— Objectif a —
D'après le texte sur les fêtes des lumières, expliquez pourquoi les lanternes flottantes lâchées pour Loy Krathong ont la forme d'un lotus.

— Extrait du texte —
La fête de Loy Krathong, dite fête des lumières, est l’une des plus belles fêtes bouddhistes célébrée chaque année en Thaïlande. Pour rendre hommage et remercier la déesse des eaux bienfaisantes, les Thaïlandais-es, à la tombée du jour, effectuent un lâcher de lanternes flottantes en forme de lotus sur tous les plans d’eau, rivières et canaux, lacs et littoraux. Le spectacle de ces milliers de lanternes flottant sur les plans d’eaux est magique et il élève l’âme. Le lâcher des  Kratongs (en Thai « loy » signifie flottant et « Krathong », petit radeau d’une vingtaine de centimètres) symbolise l’abandon des rancunes, colères et souillures afin de pouvoir repartir comme un homme nouveau. Ce n’est donc pas pour rien que les lanternes flottantes sont en forme de lotus. Car le lotus est le symbole de l’élévation spirituelle. Cette fleur, si elle naît souvent dans la boue,  échappe toujours à la souillure en s’élevant au-dessus pour s’épanouir immaculée.

La fête du 8 décembre à Lyon, fête de l’Immaculée Conception et fête populaire laïque, est tout aussi féerique. C’est le jour où toutes les familles Lyonnaises, ou presque, disposent, à la nuit tombée, des lumignons à leurs fenêtres et parcourent les rues de la ville, toute illuminée et en fête. Quel est le pourquoi de cette fête des lumières ? A Lyon, la vénération de la Vierge Marie remonte au Moyen Âge. Une première dédiée à la Vierge Marie est construite à Fourvière en 1168. Pour avoir épargné la ville de divers fléaux (la peste en 1643, l’entrée des armées prussiennes en 1870…), les autorités religieuses et les notables de Lyon décident d’ériger, en 1852, une statue de la Vierge Marie sur la chapelle de la colline de Fourvière. Initialement prévue le 8 septembre, l’inauguration est repoussée au 8 décembre, le jour de la fête de l’Immaculée Conception, en raison d’une crue de la Saône. Le jour venu, compte tenu du mauvais temps, les autorités religieuses hésitèrent un instant. Mais le ciel se dégageant, spontanément les  Lyonnais-es disposent, pour la première fois, des bougies à leurs fenêtres. Et à la tombée de la nuit, la ville tout entière est illuminée. La fête des lumières est née !

— Données enregistrées —

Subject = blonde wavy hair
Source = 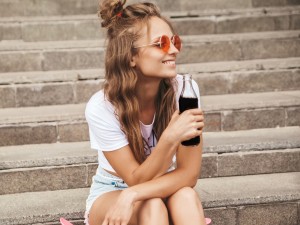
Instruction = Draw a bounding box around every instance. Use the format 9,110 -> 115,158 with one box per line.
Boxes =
98,0 -> 176,163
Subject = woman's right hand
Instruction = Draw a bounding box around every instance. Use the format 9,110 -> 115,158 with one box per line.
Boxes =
164,108 -> 204,144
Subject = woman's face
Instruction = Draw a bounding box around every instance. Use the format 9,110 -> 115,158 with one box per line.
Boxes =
131,17 -> 179,78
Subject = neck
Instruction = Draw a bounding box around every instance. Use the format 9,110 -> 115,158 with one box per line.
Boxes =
137,76 -> 161,112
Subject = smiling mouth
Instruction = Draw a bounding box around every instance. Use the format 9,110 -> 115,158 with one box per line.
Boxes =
163,61 -> 175,65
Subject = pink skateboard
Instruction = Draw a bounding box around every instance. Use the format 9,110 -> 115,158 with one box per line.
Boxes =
60,218 -> 211,225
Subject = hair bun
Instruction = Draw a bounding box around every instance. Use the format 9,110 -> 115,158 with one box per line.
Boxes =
98,0 -> 126,28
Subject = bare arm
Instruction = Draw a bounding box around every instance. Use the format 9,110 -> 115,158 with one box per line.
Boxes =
124,135 -> 203,202
104,109 -> 204,186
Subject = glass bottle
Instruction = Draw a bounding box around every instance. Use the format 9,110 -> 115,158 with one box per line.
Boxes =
179,74 -> 200,146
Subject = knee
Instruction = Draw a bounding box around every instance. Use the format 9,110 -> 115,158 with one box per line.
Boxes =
169,187 -> 199,203
142,198 -> 168,215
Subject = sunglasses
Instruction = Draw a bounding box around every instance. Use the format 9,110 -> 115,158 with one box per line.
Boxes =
134,35 -> 182,53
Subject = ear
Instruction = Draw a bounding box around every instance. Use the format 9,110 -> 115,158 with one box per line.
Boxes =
130,56 -> 137,67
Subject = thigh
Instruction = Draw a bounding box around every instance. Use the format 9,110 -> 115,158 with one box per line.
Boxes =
88,191 -> 143,225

— Objectif b —
Modifiez, s'il vous plaît, tout ce qui va du début des entrées jusqu'à la ligne contenant « 163,61 -> 175,65 », celle-ci comprise, en remplaçant « Subject » par « Sujet » sans rien changer d'autre. Ne redonnez que ce passage, sans les images.

— Réponse a —
Le lotus est le symbole de l'élévation spirituelle : cette fleur naît souvent dans la boue mais échappe toujours à la souillure en s'élevant au-dessus pour s'épanouir immaculée. Cette forme correspond au sens du lâcher des Krathongs, qui symbolise l'abandon des rancunes, colères et souillures pour repartir comme un homme nouveau.

— Réponse b —
Sujet = blonde wavy hair
Source = 
Instruction = Draw a bounding box around every instance. Use the format 9,110 -> 115,158 with one box per line.
Boxes =
98,0 -> 176,163
Sujet = woman's right hand
Instruction = Draw a bounding box around every instance. Use the format 9,110 -> 115,158 with one box per line.
Boxes =
164,108 -> 204,144
Sujet = woman's face
Instruction = Draw a bounding box around every instance. Use the format 9,110 -> 115,158 with one box per line.
Boxes =
131,17 -> 179,78
Sujet = neck
Instruction = Draw a bounding box around every instance. Use the format 9,110 -> 115,158 with one box per line.
Boxes =
137,76 -> 161,112
Sujet = smiling mouth
Instruction = Draw a bounding box around every instance. Use the format 9,110 -> 115,158 with one box per line.
Boxes =
163,61 -> 175,65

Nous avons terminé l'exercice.